▸ **WHAT YOU NEED TO DO**:
Give the lines below again exactly, starting with the line that holds "point: the van windshield, one" and going on through the line that holds "point: the crumpled".

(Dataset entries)
________________________

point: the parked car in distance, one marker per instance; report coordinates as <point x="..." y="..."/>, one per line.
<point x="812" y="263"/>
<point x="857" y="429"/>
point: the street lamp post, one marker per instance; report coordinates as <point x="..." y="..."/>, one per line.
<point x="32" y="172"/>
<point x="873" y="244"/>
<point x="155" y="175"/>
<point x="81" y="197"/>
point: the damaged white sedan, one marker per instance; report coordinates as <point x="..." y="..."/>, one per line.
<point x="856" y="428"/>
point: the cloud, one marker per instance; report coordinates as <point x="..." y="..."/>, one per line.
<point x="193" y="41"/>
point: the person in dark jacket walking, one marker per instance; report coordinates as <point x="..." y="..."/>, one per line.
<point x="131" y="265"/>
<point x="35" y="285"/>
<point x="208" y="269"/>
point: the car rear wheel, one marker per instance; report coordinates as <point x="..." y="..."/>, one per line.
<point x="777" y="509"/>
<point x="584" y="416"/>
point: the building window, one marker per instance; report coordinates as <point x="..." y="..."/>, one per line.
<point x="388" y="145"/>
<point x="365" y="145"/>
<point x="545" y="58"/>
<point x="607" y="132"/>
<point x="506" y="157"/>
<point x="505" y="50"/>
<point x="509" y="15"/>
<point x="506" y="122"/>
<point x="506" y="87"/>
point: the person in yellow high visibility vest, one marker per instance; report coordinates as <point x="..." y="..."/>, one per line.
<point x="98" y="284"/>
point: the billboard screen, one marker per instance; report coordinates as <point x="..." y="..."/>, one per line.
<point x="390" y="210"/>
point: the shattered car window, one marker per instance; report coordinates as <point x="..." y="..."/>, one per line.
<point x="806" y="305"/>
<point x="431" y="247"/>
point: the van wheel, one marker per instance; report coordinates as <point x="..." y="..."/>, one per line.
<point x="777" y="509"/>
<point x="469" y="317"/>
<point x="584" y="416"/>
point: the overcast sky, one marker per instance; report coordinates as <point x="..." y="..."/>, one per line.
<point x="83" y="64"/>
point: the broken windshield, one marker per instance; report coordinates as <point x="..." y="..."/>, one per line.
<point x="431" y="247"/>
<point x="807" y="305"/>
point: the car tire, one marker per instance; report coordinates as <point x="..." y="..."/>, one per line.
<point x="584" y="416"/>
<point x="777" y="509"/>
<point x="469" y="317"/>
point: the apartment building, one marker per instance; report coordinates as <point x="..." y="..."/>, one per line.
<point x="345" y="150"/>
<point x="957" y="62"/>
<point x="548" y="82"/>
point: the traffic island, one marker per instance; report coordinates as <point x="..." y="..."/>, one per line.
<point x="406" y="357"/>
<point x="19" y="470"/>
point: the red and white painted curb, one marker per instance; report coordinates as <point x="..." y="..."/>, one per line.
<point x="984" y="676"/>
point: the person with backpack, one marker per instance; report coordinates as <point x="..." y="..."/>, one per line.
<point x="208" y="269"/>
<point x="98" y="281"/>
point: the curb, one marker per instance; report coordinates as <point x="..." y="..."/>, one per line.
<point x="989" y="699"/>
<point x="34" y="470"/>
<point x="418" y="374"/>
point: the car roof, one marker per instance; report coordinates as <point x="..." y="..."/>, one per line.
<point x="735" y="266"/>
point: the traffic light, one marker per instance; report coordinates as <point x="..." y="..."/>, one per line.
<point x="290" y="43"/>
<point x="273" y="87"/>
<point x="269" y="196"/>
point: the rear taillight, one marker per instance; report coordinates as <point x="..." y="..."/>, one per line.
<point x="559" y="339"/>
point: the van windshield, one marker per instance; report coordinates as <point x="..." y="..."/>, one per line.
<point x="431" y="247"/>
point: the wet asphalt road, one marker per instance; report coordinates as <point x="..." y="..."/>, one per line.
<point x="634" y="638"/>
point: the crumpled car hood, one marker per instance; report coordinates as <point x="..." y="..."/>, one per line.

________________________

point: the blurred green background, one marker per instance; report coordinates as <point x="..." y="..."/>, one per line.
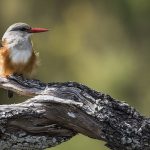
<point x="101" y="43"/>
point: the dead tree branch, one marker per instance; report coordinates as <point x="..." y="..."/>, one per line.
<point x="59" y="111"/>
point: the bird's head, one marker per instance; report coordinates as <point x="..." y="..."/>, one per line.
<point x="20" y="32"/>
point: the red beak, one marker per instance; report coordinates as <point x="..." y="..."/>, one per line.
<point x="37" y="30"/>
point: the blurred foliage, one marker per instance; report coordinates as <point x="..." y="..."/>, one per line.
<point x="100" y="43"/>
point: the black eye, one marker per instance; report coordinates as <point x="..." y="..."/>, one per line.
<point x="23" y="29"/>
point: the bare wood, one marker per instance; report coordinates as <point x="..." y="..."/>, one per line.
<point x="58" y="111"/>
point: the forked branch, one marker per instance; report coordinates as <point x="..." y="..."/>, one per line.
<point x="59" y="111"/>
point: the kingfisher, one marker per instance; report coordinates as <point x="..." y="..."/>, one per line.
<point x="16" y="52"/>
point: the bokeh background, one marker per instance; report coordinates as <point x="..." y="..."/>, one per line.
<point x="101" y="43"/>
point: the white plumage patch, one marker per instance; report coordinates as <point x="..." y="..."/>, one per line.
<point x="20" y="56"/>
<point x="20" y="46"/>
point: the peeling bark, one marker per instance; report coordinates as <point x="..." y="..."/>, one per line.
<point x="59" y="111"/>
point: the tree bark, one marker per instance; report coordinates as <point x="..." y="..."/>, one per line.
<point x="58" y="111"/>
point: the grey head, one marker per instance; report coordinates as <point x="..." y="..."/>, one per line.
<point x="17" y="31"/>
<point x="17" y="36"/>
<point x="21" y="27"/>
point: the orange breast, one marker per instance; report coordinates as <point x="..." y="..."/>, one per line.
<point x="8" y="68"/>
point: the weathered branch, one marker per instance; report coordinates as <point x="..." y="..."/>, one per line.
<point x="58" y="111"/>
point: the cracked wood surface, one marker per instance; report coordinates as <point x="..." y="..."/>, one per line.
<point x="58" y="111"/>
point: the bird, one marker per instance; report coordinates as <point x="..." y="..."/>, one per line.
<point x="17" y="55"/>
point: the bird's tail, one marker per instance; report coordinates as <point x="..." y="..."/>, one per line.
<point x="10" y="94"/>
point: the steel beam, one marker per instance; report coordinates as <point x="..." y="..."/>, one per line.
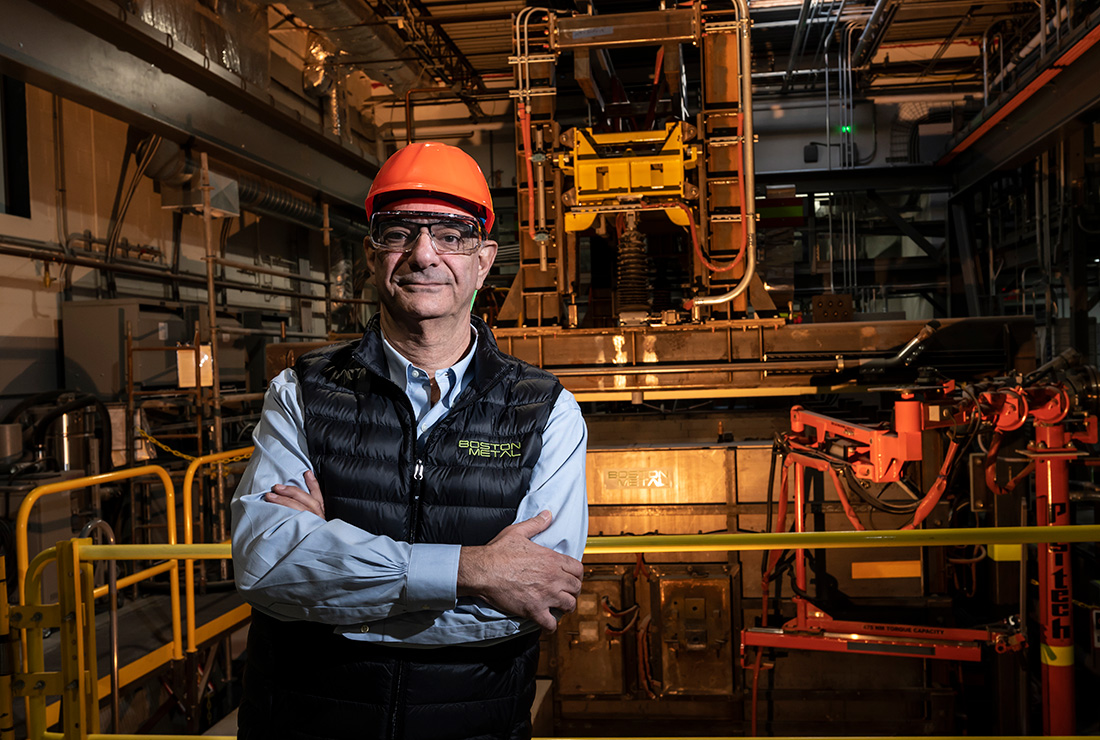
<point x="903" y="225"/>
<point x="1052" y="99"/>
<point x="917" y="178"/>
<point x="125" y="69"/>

________________________

▸ **SOLUTION TO THIS EXERCISE**:
point: the van windshield, one marker per instance; report coordinates as <point x="..." y="..."/>, one per line.
<point x="431" y="247"/>
point: the wet asphalt road, one marker per instance; report coordinates as <point x="..." y="..."/>, one per line.
<point x="634" y="638"/>
point: the crumpled car hood, one marker per instance; report coordinates as <point x="..." y="..."/>, one per line.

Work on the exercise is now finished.